BRIEF — Reproduce the records below line for line, without changing a single character.

STORED DATA —
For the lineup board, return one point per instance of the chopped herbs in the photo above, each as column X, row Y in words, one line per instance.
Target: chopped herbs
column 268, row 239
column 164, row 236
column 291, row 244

THE SOLUTION —
For the lineup board, return one point per instance of the chopped herbs in the photo above, each as column X, row Y in words, one line per instance.
Target: chopped herbs
column 268, row 239
column 164, row 236
column 291, row 244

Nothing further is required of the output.